(Job): Copy each of the records below word for word, leaving out the pictures.

▼▼▼

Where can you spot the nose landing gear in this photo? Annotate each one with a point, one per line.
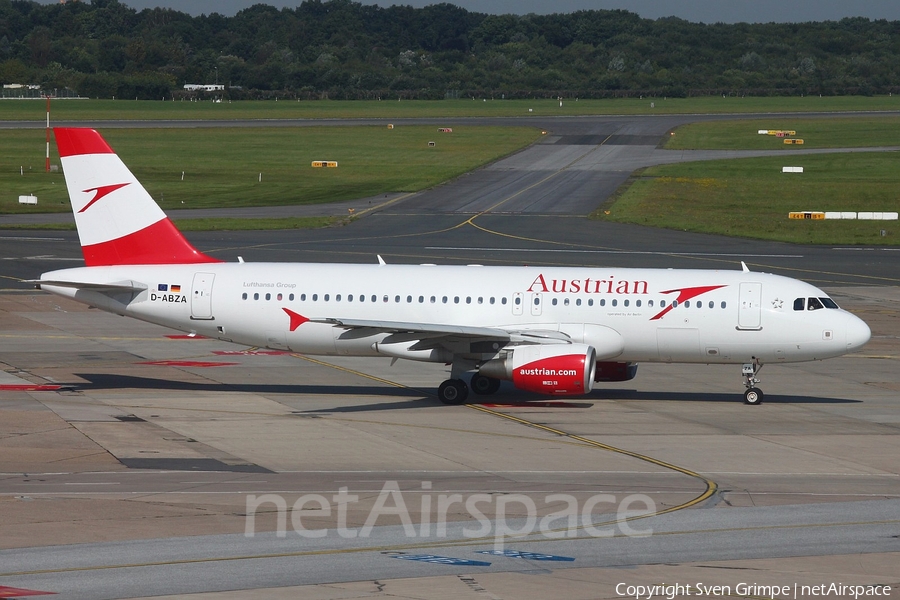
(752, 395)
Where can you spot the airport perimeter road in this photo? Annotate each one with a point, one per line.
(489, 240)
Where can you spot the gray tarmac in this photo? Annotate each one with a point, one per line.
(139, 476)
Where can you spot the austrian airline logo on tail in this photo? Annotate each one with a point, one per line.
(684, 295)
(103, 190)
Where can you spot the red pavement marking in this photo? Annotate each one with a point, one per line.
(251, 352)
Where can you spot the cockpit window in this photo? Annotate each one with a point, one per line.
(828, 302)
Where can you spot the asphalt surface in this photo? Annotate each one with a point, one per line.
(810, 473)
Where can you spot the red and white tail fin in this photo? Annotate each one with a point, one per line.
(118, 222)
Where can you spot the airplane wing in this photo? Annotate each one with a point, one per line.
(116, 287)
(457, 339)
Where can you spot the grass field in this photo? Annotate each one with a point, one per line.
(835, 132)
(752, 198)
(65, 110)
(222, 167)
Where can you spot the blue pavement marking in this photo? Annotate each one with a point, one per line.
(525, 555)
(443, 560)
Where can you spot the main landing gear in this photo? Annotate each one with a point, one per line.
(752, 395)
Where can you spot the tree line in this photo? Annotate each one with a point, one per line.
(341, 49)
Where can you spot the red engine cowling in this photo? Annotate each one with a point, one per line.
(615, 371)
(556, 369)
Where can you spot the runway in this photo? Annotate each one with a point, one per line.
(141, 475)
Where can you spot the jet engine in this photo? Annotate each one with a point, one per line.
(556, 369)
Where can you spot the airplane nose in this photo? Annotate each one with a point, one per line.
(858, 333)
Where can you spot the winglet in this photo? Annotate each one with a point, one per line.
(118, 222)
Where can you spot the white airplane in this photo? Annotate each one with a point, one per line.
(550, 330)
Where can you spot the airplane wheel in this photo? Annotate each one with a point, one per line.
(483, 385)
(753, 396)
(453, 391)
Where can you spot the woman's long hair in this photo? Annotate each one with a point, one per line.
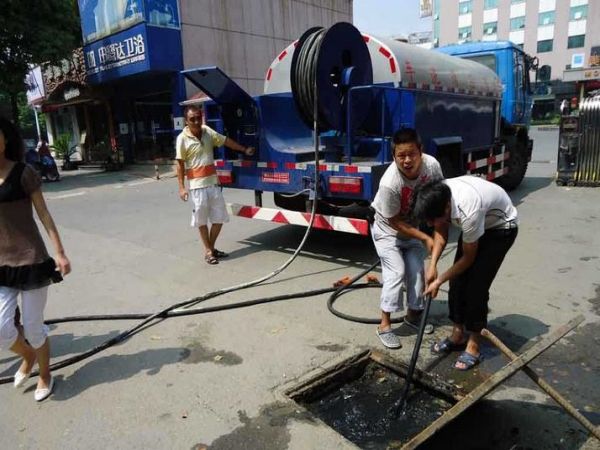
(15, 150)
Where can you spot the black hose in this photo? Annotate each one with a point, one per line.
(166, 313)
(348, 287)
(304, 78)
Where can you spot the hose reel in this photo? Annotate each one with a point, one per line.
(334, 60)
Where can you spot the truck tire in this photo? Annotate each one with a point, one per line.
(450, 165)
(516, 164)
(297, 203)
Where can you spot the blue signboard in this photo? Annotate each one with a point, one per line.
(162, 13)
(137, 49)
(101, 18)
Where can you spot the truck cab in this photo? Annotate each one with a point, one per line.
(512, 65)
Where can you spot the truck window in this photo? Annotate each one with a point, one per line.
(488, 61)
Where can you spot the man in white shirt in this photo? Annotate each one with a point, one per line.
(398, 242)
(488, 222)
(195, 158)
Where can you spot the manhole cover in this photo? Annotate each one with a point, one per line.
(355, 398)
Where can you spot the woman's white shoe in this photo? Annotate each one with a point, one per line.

▲▲▲

(Exercise response):
Where can you spot the nose landing gear in this photo? Annotate each one with a point, one per line.
(752, 395)
Where can you spot the airport perimeter road in this photo? Annotate each one with a point, one per line.
(489, 240)
Where can you spot the gray tarmac in this photo? Annotate each one with a point, one per line.
(139, 476)
Where can you spot the austrian airline logo on tail in this photo? Annotate each one with a point, one per line.
(684, 295)
(103, 190)
Where can you spot the red pavement marking in this photo? Annotate each one with a point, one per line.
(251, 352)
Where can you spot the cockpit window in this photo? Annotate each one with a point, one per line.
(828, 302)
Where can you spot the asphalt surface in this photo? Annotate each one with a point, one per line.
(810, 473)
Where can you spot the red and white tail fin in this photo? Annotate each one with a point, one per line.
(118, 222)
Where can you spot the airplane wing in this photo? Annotate each one with a point, one per line.
(116, 287)
(457, 339)
Where can you spot the grass field in this photo? Annotate each one with a point, one per line.
(835, 132)
(752, 198)
(65, 110)
(222, 167)
Where can you spot the blue pavement marking in this photo? Annotate each one with a point, one per line.
(525, 555)
(443, 560)
Where can you spot the main landing gear in this photo? Annotate each one with a point, one per line.
(752, 395)
Where can you spot the tree line in this photo? Annotate each one with a point, one per line.
(341, 49)
Where can you spot the red engine cowling in this photo? Annotate each one with a point, one per line.
(615, 371)
(556, 369)
Where can you spot the runway in this photo? Annotate each one with a point, one per line.
(141, 475)
Where can you spot the jet engine in this photo? Annotate each one with a point, one per line.
(556, 369)
Where can you spot the airplane nose in this photo? Annotate each one with a point, one per line.
(858, 333)
Where can you spot the winglet in this photo? Annotate each one with a point, one per line.
(118, 222)
Where can you spot the white airplane in this photo? Annotate each one with a point, one per line.
(550, 330)
Where can you spot the airplane wheel in this photo? Annotate each one with a point, one per line.
(483, 385)
(753, 396)
(453, 391)
Where can you spot the woman's long hair in this photo? Annotate each one with a point, one per line.
(15, 150)
Where can you spot the black hose in this photo? Annotate each one with a point, one per line.
(166, 313)
(348, 287)
(304, 78)
Where can you spot the hose reel in this photo? Annotate each one with a point, one per line.
(334, 60)
Where can you spot the truck tire in this photo? Annotate each one with a point, one per line.
(450, 165)
(516, 164)
(297, 203)
Where can you spot the blue signboard in this photo? Annotate each one with a point, one per line.
(162, 13)
(137, 49)
(101, 18)
Where can you spot the truck cab in this photo? Annotate each one with a point, one per line.
(512, 65)
Where can you spot the truck window in this photo? Annotate each one with a point, one per line.
(488, 61)
Where can you spot the man in white shirt in this photo? Annotate each one with a point, one per line.
(398, 242)
(488, 222)
(195, 158)
Where can you spot the manhole cover in this photo? Annotate each one with a point, one per line.
(355, 398)
Where can you spot the woman's white shoe in this photo? Annotate each one with a point, one per line.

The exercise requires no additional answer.